Image point annotation entries:
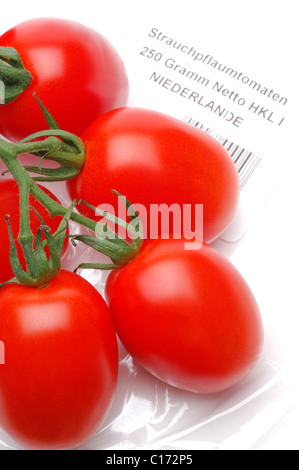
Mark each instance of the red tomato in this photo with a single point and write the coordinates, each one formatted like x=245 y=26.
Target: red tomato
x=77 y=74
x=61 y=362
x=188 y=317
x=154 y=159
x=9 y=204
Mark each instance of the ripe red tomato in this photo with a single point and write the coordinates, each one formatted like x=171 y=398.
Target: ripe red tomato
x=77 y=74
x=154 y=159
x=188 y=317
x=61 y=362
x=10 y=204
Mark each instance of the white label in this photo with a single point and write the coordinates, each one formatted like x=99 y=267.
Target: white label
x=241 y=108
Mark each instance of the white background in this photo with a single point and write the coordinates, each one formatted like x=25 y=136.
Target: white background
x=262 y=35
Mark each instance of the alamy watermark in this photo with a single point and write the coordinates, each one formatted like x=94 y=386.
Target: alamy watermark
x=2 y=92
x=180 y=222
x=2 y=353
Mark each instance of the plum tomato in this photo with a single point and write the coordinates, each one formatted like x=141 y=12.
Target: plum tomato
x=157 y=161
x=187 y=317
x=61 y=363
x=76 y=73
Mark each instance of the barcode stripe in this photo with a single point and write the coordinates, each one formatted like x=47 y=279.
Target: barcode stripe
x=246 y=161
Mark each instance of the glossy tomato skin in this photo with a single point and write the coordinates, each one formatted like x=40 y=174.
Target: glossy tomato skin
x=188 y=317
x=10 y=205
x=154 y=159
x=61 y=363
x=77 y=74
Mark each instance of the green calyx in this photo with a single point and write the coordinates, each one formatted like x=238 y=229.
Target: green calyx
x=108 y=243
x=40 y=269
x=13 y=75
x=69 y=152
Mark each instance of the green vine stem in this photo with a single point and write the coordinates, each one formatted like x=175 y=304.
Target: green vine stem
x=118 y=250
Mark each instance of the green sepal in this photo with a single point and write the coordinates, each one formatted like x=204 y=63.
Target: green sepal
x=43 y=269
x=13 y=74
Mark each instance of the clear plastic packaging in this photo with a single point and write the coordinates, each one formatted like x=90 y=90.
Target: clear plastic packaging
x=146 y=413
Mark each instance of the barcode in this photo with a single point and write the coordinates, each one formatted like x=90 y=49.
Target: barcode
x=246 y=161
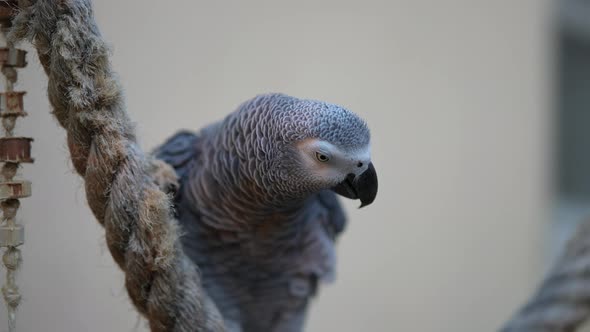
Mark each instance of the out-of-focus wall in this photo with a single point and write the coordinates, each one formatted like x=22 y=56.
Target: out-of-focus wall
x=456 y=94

• _Exercise brief_: Rewrite the data above, replacing every "in this photo" with "in this image" and keeping everything else unchanged. Leave out the picture lines.

• _Result of this task_:
Mark each instance of the red tomato in this image with a single point and write the coordinates, each one formatted like x=245 y=26.
Target: red tomato
x=77 y=74
x=61 y=362
x=188 y=317
x=154 y=159
x=9 y=204
Mark each instance of the ripe red tomato in this image with a single point and write the coordinates, each one formatted like x=171 y=398.
Target: ripe red tomato
x=77 y=74
x=154 y=159
x=188 y=317
x=61 y=362
x=10 y=204
Mark each instance of the white label in this image with a single point and write the coordinates, each one formatted like x=99 y=267.
Target: white label
x=241 y=108
Mark each instance of the white background in this image with a single point and write the coordinates, each one formatted like x=25 y=136.
Target: white background
x=262 y=35
Mark each instance of the alamy watermark in this image with a single point and write the coordinates, each one formatted like x=94 y=386.
Target: alamy watermark
x=2 y=92
x=180 y=222
x=2 y=353
Mark each instance of the plum tomato in this image with a single point and write the coordinates, each one formatted like x=141 y=12.
Target: plum tomato
x=157 y=161
x=187 y=317
x=61 y=363
x=76 y=73
Mark each instance of the barcode stripe in this image with a single point and write the coordinates, each one formatted like x=47 y=279.
Target: barcode stripe
x=246 y=161
Mark each instance of the glossy tomato skin in this image with a single point and write the coordinates, each one formatted like x=40 y=174.
Target: glossy tomato skin
x=188 y=317
x=10 y=205
x=154 y=159
x=61 y=363
x=77 y=74
Mark each instance of the green calyx in this image with a single point and write the coordinates, each one formatted like x=238 y=229.
Target: green calyx
x=108 y=243
x=40 y=269
x=13 y=75
x=69 y=152
Mark each instance of the green vine stem in this image with a single point and write the coordinates, each one formatted like x=175 y=304.
Target: green vine stem
x=118 y=250
Mark each instance of the green sepal in this image with a single point and write the coordinates, each one formatted like x=204 y=63.
Target: green sepal
x=43 y=269
x=13 y=74
Mark each instance of the clear plastic packaging in this image with a single point and write the coordinates, each one formatted like x=90 y=90.
Target: clear plastic packaging
x=146 y=413
Mark each instance of the barcode in this image with a single point and write the coordinates, each one formatted like x=90 y=49.
Target: barcode
x=246 y=161
Mark each instance of the out-of-focus wall in this image with a single point and write the coordinates, each one formatted like x=22 y=56.
Target: out-of-focus wall
x=456 y=94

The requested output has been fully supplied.